[TEKSTFRAGMENT]
%%
Tevens zal op voornoemde datum het pand vrij van onderhuur worden geleverd. ( of zo snel als mogelijk)
(…)”.
6.2.1.13 Bij e-mail van 9 februari 2017 17:33 uur heeft [bestuurder tapasbar] aan [makelaar] geschreven:
“(…)
Naar aanleiding van het bod kan ik u melden dat ik het overnamebod accepteer(…)”.
6.2.1.14 Bij e-mail van 17 februari 2017 aan het e-mail adres [mailadres Grieks restaurant] heeft [makelaar] geschreven:
“(…)
Naar aanleiding van ons telefonisch onderhoud waarin u mij gevraagd heeft hoe de vervolgstappen dienen te gaan zak ik u hierover informeren.
In de onderstaand mail zijn partijen een aan/verkoopprijs overeengekomen van € 150.000,- voor de inventaris en goodwill van restaurant [tapasbar] .
U heeft te kennen gegeven dat 10% van de aankoopsom volgens uw adviseur gebruikelijk is als aanbetaling, dit is akkoord bevonden door verkoper de heer [bestuurder tapasbar] .
(…)”.
6.2.1.15 Bij e-mail van 21 februari 2017 17:15 uur heeft [accountant van geintimeerde] (hierna: [accountant van geintimeerde] ) (accountant van [geïntimeerde] ) aan [makelaar] geschreven:
“(…)
  • de koper van restaurant [tapasbar] is de heer [medewerker geintimeerde] (zie bijgesloten uittreksel KvK)
  • de koper is dus niet de heer [geïntimeerde] of [Grieks restaurant] B.V.
  • de huurder van het pand gelegen aan de [adres] te [plaats 1] wordt dus ook de heer [medewerker geintimeerde]
  • kunt u het financieringsvoorbehoud als volgt aanpassen: “deze transactie
wordt aangegaan onder de opschortende voorwaarde van financiering waarbij geldt dat koper zich volledig dient in te spannen financiering te verkrijgen, doch mocht koper daar uiterlijk……niet in geslaagd zijn, deze overeenkomst nimmer tot stand is gekomen.
Kunt u ons bevestigen dat bovenstaande gegevens akkoord zijn?
(…)”.
6.2.1.16 Bij e-mail van 21 februari 2017 18:59 uur heeft [makelaar] aan [accountant van geintimeerde] geschreven:
“(…)
%%
[OPDRACHTEN]
- a) Beantwoord de volgende vragen over het tekstfragment.
(i) Op welke datum en om hoe laat schreef de bestuurder van de tapasbar dat hij het overnamebod accepteerde?
(ii) Welke aan- en verkoopprijs zijn partijen overeengekomen voor de inventaris en goodwill van het restaurant?
(iii) Welk deel van de aankoopsom is volgens de adviseur gebruikelijk als aanbetaling?
- b) Schrijf uit het tekstfragment letterlijk het deel over dat begint met de woorden "6.2.1.14 Bij e-mail" en eindigt met "restaurant [tapasbar] .".

[GEGEVENS]
%%
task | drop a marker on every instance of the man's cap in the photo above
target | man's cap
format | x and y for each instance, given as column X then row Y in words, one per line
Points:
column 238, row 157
%%
[ANTWOORDEN]
- a)
(i) Op 9 februari 2017 om 17:33 uur.
(ii) € 150.000,-.
(iii) 10% van de aankoopsom.

- b)
6.2.1.14 Bij e-mail van 17 februari 2017 aan het e-mail adres [mailadres Grieks restaurant] heeft [makelaar] geschreven:
“(…)
Naar aanleiding van ons telefonisch onderhoud waarin u mij gevraagd heeft hoe de vervolgstappen dienen te gaan zak ik u hierover informeren.
In de onderstaand mail zijn partijen een aan/verkoopprijs overeengekomen van € 150.000,- voor de inventaris en goodwill van restaurant [tapasbar] .